**Collected data entries**
• • • • •

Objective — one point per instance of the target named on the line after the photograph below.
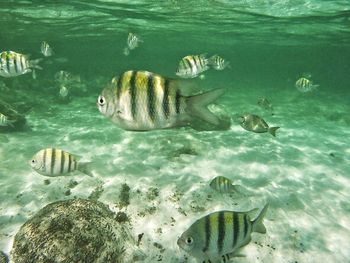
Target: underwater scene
(174, 131)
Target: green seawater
(303, 172)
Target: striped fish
(46, 50)
(218, 63)
(220, 233)
(305, 85)
(132, 43)
(55, 162)
(191, 66)
(13, 64)
(223, 185)
(141, 100)
(4, 121)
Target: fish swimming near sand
(55, 162)
(254, 123)
(142, 100)
(220, 233)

• • • • •

Put each line of the listing above into a JSON list of strings, one string per line, skipping any blank lines. Leave the pictures out of your answer.

**Written response**
[
  "Objective — one point per instance of the target named on the line after the photograph below.",
  "Target: underwater scene",
  "(174, 131)",
  "Target: green seawater",
  "(303, 172)",
  "Target: striped fish",
  "(46, 50)",
  "(218, 63)",
  "(220, 233)",
  "(305, 85)",
  "(132, 43)",
  "(55, 162)",
  "(191, 66)",
  "(13, 64)",
  "(223, 185)",
  "(141, 100)",
  "(4, 121)",
  "Target: fish swimming near sand",
  "(55, 162)",
  "(254, 123)",
  "(142, 100)",
  "(220, 233)"
]